# REQUIREMENT:
Transcribe the stretch of entries below from the line with "of the eyeglasses." through the line with "of the rainbow", exactly and with both ends included; leave out all other lines.

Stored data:

○ ○ ○ ○

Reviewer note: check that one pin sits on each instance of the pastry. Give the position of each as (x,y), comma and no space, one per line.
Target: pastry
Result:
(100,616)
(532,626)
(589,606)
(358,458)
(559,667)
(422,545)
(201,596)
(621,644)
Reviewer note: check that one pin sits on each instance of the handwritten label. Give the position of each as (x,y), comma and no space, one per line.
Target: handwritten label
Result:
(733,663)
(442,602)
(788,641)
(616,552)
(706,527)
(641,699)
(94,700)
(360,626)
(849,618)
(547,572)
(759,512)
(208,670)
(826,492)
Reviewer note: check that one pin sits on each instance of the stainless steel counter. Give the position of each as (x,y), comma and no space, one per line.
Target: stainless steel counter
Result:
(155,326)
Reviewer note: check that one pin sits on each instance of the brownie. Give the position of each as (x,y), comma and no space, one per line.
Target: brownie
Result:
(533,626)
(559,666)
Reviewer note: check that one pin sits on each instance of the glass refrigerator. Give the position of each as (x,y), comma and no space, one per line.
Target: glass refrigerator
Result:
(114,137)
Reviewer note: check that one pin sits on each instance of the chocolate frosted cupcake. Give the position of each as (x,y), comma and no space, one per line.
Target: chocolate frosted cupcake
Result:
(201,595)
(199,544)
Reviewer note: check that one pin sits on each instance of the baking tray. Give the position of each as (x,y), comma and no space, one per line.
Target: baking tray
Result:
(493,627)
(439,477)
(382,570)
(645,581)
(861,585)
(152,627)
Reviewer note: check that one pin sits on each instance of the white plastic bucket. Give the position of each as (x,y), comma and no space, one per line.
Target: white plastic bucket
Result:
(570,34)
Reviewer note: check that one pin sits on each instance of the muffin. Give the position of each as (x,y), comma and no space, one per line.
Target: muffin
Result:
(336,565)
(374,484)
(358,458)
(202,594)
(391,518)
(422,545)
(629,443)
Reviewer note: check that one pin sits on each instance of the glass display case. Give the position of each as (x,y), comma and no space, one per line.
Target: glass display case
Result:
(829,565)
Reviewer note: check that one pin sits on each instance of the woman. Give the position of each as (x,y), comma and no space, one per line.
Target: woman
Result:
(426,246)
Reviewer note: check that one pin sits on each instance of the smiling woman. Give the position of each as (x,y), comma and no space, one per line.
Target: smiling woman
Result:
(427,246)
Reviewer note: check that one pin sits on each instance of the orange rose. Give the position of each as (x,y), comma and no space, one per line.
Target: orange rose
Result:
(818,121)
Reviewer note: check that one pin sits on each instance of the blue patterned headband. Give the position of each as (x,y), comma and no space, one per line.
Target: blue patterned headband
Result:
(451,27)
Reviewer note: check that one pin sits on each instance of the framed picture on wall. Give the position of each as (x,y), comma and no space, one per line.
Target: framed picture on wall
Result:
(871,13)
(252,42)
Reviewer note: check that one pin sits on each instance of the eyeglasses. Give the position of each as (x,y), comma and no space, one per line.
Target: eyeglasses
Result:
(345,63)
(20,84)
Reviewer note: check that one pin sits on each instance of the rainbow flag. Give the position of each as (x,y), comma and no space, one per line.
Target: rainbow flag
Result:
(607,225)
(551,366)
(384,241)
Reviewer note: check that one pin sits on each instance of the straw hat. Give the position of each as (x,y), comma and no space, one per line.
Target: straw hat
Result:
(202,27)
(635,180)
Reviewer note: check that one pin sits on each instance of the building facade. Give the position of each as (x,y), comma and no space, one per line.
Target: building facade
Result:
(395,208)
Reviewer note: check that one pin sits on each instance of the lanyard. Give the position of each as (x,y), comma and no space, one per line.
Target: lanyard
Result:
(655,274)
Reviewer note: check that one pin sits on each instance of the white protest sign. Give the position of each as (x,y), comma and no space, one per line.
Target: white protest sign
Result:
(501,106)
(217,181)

○ ○ ○ ○

# SOLUTION FOR THIS EXERCISE:
Reviewer note: check that one pin sits on each instance of the eyeglasses. Give the position of each as (x,y), comma and no space, one per line.
Target: eyeglasses
Result:
(345,63)
(20,84)
Reviewer note: check that one pin sits on each instance of the rainbow flag. Give the position of each as (x,y), comma and no space, one per line.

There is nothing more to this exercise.